In [42]:
import pandas as pd
import numpy as np
import tensorflow as tf
import matplotlib.pyplot as plt
from scipy import sparse
import os
import random

In [43]:
tf.__version__

'2.1.0'

# Read Data
- all datasets datetime sorted

In [44]:
# path = 'C:/Users/robin.opdam/Google Drive/Thesis (Msc)/Thesis_shared_files/'
path = '/Users/Robin/Google Drive/Thesis (Msc)/Thesis_shared_files/'
# path = './'

## Amazon Fashion 

In [45]:
data_path = 'data/Amazon/'
# file_name = 'Amazon_full' 
# file_name = 'Amazon_05_users' 
# file_name = 'Amazon_01_users'
# file_name = 'Amazon_005_users'
file_name = 'Amazon_001_users'

## MovieLens 

In [46]:
# data_path = 'data/ML/'
# file_name = 'ML_full' 
# file_name = 'ML_05_users'
# file_name = 'ML_01_users'
# file_name = 'ML_005_users'
# file_name = 'ML_001_users'

In [47]:
df = pd.read_pickle(path + data_path + file_name)

INPUT ROWS
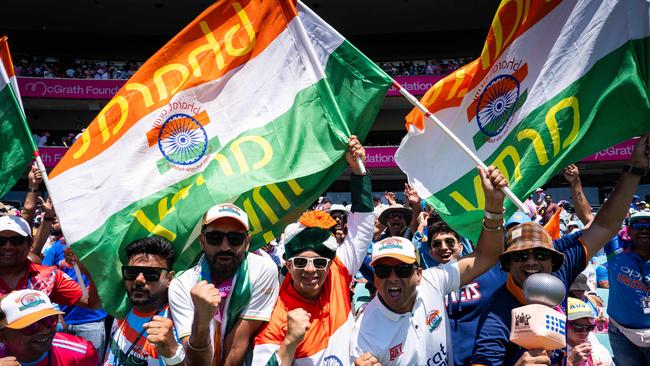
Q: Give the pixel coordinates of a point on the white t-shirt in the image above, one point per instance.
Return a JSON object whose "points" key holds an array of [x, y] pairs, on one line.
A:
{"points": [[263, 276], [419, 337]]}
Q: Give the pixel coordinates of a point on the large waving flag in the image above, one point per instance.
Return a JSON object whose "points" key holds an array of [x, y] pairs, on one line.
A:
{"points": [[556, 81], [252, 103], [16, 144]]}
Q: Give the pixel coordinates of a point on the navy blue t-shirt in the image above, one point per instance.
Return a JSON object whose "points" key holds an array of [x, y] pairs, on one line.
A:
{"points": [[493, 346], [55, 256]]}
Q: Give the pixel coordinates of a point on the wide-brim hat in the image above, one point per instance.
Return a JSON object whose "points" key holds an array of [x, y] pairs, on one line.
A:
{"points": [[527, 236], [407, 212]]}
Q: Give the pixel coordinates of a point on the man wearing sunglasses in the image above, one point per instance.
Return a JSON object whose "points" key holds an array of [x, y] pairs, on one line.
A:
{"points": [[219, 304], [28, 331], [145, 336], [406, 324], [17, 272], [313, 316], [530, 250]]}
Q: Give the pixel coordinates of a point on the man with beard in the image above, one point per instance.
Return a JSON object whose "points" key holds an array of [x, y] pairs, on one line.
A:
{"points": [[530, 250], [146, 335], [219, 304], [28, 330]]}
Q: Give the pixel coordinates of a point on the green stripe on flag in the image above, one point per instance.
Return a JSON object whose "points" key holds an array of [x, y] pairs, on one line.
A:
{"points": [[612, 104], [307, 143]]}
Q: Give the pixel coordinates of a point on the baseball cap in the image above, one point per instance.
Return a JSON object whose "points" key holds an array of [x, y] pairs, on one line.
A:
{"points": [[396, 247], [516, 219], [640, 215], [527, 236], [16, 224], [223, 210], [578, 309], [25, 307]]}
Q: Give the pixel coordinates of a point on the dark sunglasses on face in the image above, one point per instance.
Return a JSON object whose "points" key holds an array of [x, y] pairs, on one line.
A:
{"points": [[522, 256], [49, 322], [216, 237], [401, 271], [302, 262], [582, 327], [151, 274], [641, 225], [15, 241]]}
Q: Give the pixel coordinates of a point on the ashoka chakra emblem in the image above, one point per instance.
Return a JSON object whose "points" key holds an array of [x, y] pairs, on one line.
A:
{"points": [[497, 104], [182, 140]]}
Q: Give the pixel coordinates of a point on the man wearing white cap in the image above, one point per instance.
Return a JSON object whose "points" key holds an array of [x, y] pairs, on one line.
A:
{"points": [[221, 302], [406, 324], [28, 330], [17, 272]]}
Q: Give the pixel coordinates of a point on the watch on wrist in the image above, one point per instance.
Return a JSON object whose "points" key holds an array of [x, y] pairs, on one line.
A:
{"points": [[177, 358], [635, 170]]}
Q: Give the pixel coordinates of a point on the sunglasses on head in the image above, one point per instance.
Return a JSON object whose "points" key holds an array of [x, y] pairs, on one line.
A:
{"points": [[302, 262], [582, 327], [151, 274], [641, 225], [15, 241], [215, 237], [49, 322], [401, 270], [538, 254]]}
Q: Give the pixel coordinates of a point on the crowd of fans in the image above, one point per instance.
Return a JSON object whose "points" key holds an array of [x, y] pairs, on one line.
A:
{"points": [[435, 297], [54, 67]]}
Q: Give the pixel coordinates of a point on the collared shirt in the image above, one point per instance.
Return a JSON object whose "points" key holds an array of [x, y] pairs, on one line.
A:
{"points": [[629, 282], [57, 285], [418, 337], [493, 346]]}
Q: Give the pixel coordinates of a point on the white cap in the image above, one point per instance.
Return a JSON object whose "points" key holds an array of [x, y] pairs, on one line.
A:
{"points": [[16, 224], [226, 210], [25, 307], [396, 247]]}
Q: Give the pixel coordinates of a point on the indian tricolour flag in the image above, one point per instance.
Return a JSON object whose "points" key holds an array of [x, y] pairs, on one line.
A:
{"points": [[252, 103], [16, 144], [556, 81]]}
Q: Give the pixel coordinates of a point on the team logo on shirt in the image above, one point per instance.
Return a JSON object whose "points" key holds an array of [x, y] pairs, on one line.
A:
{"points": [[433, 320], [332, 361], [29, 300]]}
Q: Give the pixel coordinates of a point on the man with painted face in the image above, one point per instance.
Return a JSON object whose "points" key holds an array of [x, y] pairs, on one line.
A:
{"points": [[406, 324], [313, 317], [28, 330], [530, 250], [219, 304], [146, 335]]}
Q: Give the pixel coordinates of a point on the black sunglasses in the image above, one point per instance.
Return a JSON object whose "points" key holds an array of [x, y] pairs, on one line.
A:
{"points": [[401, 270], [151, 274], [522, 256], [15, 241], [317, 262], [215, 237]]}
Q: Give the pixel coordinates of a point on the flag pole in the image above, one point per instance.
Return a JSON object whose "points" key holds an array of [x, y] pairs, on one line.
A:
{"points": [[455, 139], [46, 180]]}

...

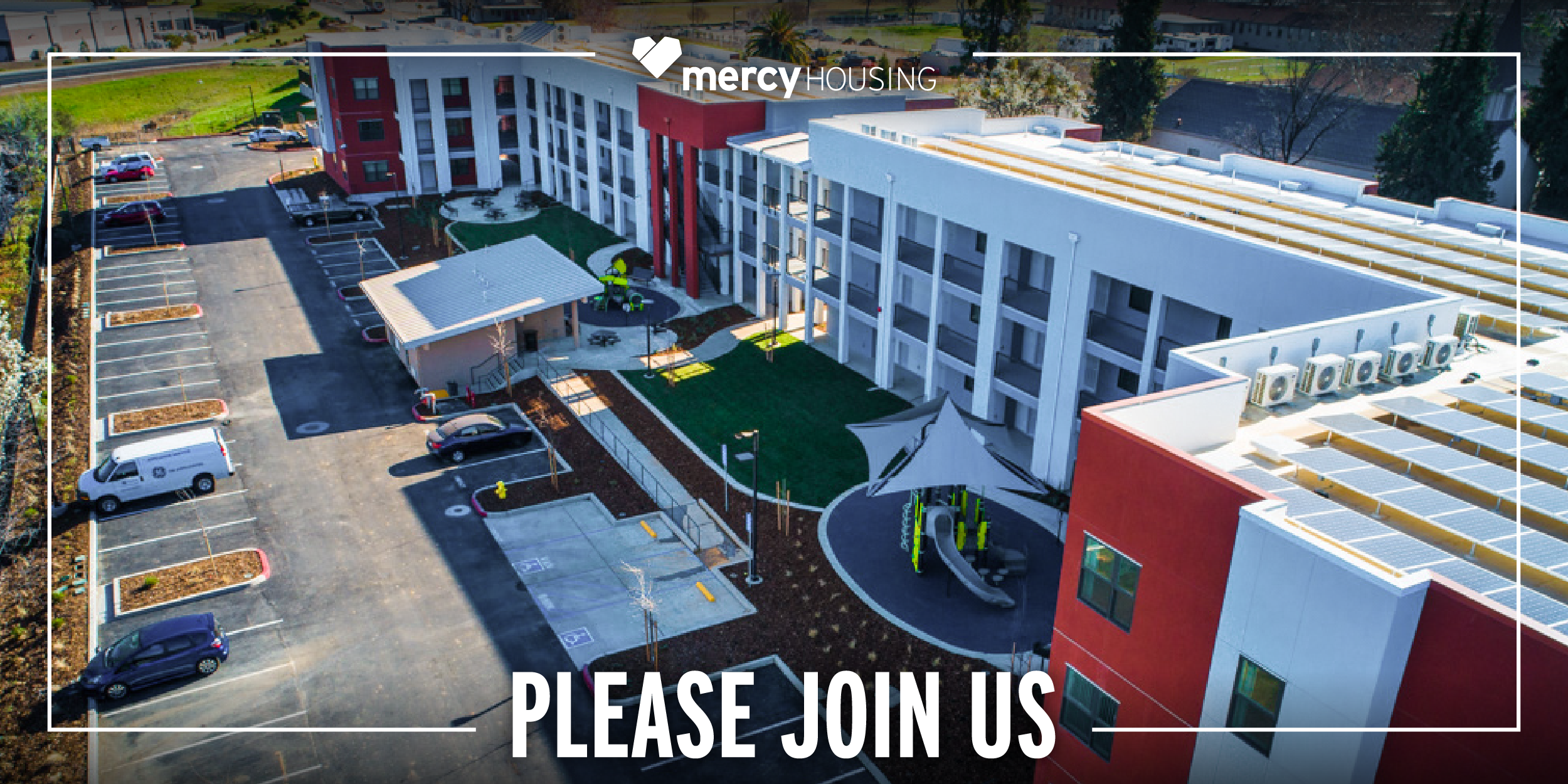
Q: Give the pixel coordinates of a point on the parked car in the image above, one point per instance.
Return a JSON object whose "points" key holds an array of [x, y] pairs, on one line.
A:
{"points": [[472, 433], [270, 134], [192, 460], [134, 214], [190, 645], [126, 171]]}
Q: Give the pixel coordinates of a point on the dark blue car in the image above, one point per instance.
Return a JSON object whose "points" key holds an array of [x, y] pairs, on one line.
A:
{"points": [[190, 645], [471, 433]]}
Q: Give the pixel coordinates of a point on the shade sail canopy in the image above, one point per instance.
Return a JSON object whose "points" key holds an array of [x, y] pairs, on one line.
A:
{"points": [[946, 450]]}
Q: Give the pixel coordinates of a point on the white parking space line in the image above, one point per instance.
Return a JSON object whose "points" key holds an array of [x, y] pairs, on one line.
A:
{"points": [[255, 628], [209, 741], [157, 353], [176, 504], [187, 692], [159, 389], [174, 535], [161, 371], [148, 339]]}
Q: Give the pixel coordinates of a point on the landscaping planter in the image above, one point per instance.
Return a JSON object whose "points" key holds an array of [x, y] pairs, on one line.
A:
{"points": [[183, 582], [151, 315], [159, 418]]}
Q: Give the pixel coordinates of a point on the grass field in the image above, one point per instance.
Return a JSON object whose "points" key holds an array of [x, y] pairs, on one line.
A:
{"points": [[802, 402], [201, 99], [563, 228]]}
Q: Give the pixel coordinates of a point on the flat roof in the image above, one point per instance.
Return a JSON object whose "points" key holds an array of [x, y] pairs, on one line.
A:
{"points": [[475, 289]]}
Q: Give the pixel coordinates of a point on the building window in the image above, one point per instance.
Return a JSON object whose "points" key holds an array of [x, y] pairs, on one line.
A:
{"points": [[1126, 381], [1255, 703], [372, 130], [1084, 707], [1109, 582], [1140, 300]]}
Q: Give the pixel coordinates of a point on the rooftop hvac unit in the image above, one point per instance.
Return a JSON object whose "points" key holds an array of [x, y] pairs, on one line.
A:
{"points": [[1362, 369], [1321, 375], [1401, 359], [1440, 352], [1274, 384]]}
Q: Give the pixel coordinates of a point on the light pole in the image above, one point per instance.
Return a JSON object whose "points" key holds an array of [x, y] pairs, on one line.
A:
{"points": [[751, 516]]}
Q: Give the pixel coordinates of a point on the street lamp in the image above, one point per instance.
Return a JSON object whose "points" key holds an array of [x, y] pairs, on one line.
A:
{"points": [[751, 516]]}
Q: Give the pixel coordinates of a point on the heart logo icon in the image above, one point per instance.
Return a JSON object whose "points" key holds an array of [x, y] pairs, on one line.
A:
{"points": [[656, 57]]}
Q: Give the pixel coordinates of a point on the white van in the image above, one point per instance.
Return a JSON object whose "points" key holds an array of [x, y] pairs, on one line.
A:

---

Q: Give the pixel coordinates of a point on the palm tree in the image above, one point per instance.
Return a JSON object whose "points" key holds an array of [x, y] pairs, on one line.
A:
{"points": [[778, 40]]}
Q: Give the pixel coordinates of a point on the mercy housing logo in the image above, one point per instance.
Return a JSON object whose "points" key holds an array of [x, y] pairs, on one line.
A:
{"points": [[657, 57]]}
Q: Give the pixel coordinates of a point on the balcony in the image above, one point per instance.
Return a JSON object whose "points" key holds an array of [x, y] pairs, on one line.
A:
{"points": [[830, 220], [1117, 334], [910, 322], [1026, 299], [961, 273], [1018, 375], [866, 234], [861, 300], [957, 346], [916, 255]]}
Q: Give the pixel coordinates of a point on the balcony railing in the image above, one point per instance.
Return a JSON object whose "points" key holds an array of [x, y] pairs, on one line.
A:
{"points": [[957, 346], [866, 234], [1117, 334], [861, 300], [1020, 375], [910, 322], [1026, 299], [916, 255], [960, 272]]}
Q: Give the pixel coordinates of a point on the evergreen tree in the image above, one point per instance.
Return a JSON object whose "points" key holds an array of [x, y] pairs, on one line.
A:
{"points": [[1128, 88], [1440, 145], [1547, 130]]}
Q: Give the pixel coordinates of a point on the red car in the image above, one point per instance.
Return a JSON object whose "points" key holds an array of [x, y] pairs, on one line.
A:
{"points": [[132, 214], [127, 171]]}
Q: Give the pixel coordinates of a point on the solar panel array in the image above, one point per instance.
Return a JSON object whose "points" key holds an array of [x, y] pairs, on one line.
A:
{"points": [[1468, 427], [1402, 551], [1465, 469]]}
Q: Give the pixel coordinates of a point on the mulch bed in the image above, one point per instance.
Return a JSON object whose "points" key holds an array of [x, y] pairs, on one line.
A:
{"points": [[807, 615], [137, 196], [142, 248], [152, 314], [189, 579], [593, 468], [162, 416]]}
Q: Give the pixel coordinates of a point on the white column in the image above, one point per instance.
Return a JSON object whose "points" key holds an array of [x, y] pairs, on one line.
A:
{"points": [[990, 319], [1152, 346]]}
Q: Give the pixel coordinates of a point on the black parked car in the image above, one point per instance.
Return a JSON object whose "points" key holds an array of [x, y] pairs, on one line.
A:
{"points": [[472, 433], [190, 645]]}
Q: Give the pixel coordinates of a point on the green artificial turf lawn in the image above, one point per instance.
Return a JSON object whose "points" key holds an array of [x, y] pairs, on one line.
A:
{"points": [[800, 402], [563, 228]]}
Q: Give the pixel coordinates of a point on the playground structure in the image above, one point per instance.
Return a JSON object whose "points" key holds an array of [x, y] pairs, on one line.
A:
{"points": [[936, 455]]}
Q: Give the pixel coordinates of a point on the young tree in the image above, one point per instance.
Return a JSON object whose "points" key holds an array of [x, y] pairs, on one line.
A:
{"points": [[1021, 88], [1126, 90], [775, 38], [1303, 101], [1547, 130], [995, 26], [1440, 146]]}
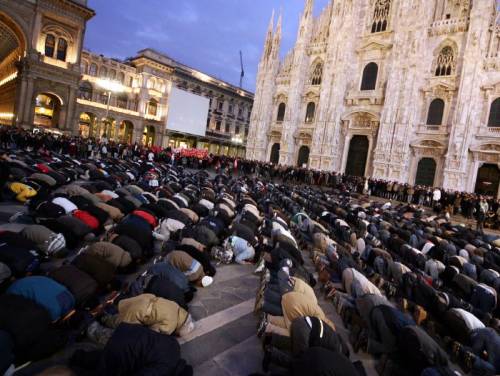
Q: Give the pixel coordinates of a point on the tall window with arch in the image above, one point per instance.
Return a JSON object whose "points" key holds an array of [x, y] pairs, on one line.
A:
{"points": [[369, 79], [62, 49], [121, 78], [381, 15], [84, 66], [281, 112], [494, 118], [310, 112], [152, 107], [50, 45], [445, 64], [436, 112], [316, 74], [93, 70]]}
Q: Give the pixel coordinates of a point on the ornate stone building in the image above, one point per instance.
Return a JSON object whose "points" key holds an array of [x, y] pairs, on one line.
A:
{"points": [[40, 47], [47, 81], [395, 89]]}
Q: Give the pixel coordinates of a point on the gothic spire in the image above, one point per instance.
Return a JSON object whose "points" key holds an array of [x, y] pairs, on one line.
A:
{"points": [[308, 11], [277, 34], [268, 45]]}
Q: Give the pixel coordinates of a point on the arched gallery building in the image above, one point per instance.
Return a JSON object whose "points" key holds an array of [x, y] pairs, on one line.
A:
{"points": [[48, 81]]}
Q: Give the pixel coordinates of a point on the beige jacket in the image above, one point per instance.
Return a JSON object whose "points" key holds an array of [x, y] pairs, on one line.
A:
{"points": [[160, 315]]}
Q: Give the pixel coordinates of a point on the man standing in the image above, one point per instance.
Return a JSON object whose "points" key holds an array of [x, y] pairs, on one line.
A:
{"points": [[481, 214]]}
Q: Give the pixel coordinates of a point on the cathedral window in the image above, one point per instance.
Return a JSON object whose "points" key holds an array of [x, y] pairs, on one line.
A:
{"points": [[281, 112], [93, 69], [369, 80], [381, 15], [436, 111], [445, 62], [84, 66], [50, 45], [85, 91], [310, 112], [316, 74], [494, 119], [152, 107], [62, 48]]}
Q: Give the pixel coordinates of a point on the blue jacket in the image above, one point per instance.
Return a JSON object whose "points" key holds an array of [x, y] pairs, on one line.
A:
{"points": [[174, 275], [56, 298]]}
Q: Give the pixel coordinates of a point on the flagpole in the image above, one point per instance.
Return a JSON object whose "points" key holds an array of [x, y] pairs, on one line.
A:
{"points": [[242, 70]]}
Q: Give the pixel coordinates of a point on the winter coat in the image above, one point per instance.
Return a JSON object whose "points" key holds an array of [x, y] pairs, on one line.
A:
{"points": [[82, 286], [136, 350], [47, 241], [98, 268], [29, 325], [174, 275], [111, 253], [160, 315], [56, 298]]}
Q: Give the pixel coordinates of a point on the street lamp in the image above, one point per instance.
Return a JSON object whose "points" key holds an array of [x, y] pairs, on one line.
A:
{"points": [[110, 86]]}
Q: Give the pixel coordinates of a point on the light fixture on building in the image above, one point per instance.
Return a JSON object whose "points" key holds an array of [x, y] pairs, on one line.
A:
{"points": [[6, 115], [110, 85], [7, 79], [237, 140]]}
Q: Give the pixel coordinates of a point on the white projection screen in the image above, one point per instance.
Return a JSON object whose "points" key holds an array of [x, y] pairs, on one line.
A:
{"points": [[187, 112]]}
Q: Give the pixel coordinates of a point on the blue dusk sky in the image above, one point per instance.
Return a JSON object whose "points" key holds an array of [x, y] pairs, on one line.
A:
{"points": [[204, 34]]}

WORK TO DO
1. Return the notebook code from "## MovieLens" to "data_path + file_name)", copied word for word.
2. Return each line of the records that contains the string "light".

ANSWERS GIVEN
1.
## MovieLens 

In [46]:
# data_path = 'data/ML/'
# file_name = 'ML_full' 
# file_name = 'ML_05_users'
# file_name = 'ML_01_users'
# file_name = 'ML_005_users'
# file_name = 'ML_001_users'

In [47]:
df = pd.read_pickle(path + data_path + file_name)

2.
Q: Give the pixel coordinates of a point on the light pole in the image above, one point per instance.
Q: Give the pixel coordinates of a point on the light fixture on building in the image above, one point per instance.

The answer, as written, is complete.